● What this task involves
Copy out all the entries below, swapping "pixel position" for "image coordinate" wherever it appears and keeping everything else the same.

━━━━━ Records supplied ━━━━━

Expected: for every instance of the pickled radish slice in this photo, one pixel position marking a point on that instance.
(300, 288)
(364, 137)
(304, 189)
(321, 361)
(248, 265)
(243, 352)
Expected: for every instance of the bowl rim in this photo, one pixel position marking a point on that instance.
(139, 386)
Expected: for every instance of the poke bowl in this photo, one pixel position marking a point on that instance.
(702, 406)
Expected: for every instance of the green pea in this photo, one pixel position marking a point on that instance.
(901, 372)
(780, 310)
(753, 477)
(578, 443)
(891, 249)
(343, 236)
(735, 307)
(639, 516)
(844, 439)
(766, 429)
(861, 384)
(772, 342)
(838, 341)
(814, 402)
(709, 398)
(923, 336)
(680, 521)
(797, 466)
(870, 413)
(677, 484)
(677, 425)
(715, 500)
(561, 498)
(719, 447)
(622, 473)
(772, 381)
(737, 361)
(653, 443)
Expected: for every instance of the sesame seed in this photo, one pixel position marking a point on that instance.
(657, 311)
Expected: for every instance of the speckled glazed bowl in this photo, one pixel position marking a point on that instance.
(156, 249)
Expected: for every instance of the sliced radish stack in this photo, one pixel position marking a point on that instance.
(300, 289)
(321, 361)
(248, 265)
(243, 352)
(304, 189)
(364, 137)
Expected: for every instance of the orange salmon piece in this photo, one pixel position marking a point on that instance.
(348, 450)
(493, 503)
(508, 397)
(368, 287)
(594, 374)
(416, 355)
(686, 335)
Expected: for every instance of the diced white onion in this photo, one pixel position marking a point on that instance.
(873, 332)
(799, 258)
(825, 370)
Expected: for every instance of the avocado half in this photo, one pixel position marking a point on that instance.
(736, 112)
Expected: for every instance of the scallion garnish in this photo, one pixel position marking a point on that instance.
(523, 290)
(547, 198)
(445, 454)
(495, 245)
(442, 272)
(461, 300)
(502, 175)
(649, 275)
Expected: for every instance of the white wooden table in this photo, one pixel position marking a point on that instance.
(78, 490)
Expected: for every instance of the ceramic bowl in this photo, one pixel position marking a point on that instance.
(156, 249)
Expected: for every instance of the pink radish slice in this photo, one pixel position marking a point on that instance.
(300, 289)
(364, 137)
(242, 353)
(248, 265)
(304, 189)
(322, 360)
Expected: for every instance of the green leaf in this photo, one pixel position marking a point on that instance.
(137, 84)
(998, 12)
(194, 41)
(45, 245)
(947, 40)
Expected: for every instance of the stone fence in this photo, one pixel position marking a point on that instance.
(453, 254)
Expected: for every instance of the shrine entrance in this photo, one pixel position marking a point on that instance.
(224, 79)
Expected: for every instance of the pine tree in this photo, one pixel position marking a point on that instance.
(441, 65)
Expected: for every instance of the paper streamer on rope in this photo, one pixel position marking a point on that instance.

━━━━━

● Exercise solution
Expected: for every instance of the pickled radish slice in this photo, one image coordinate marking a point on that instance.
(300, 288)
(364, 137)
(304, 189)
(321, 361)
(248, 265)
(243, 352)
Expected: for every instance of the bowl rim in this photo, one image coordinate marking a point on that instance.
(139, 386)
Expected: for every instance of the poke bowl in this photo, one image coordinate marking a point on that instance.
(702, 406)
Expected: for every instance of the green pea in this photo, one image coordinate marking a point on that instance.
(901, 372)
(780, 310)
(753, 477)
(578, 443)
(891, 249)
(343, 236)
(735, 307)
(639, 516)
(844, 439)
(766, 429)
(861, 384)
(772, 342)
(838, 341)
(814, 402)
(709, 398)
(923, 336)
(680, 521)
(797, 466)
(870, 413)
(677, 484)
(677, 425)
(715, 500)
(561, 498)
(719, 447)
(622, 473)
(772, 381)
(737, 361)
(653, 443)
Expected: for every instance of the sesame seed in this photo, one image coordinate marking a point on that instance.
(657, 311)
Expected: for every instance of the speckled glazed bowl in this photo, one image coordinate marking a point on that instance.
(156, 249)
Expected: for every instance of the sliced radish stack in this photo, one image coordinate marking a point on that instance.
(300, 289)
(321, 361)
(248, 265)
(243, 352)
(304, 189)
(364, 137)
Expected: for every instance of the orange salmon piece in this photo, one image coordinate marking a point on that instance.
(348, 450)
(493, 503)
(508, 397)
(368, 287)
(594, 374)
(416, 355)
(686, 335)
Expected: for every instance of the diced white onion in this photo, one image coordinate marking a point on that instance.
(873, 332)
(799, 258)
(825, 370)
Expected: for every instance of the avocado half in this photo, one image coordinate marking a point on that instance.
(736, 112)
Expected: for every instance of the scallion garnish in this photo, one image coordinate marking a point on that instance.
(523, 290)
(547, 198)
(445, 454)
(495, 245)
(442, 272)
(461, 300)
(502, 175)
(649, 275)
Expected: for every instance of the white wooden table in this photo, one image coordinate marking a point on that instance.
(78, 490)
Expected: for every instance of the ceramic bowl in this photo, one image coordinate marking a point on that instance.
(156, 249)
Expected: for every instance of the pink radish slice in this photo, one image coordinate marking a point on that instance.
(300, 289)
(364, 137)
(242, 353)
(248, 265)
(304, 189)
(322, 360)
Expected: for every instance of the green leaf in this photo, one image coordinate marking a point on that instance.
(137, 84)
(998, 12)
(194, 41)
(45, 245)
(947, 40)
Expected: for every instance of the stone fence in this photo, one image coordinate marking a point on that instance.
(453, 254)
Expected: for every instance of the shrine entrance in this photo, one image coordinate marking a point on that instance.
(224, 79)
Expected: for every instance of the pine tree in this photo, one image coordinate marking a point on that instance.
(441, 65)
Expected: for every instance of the paper streamer on rope in this photo, one image coordinate marking a point on that instance.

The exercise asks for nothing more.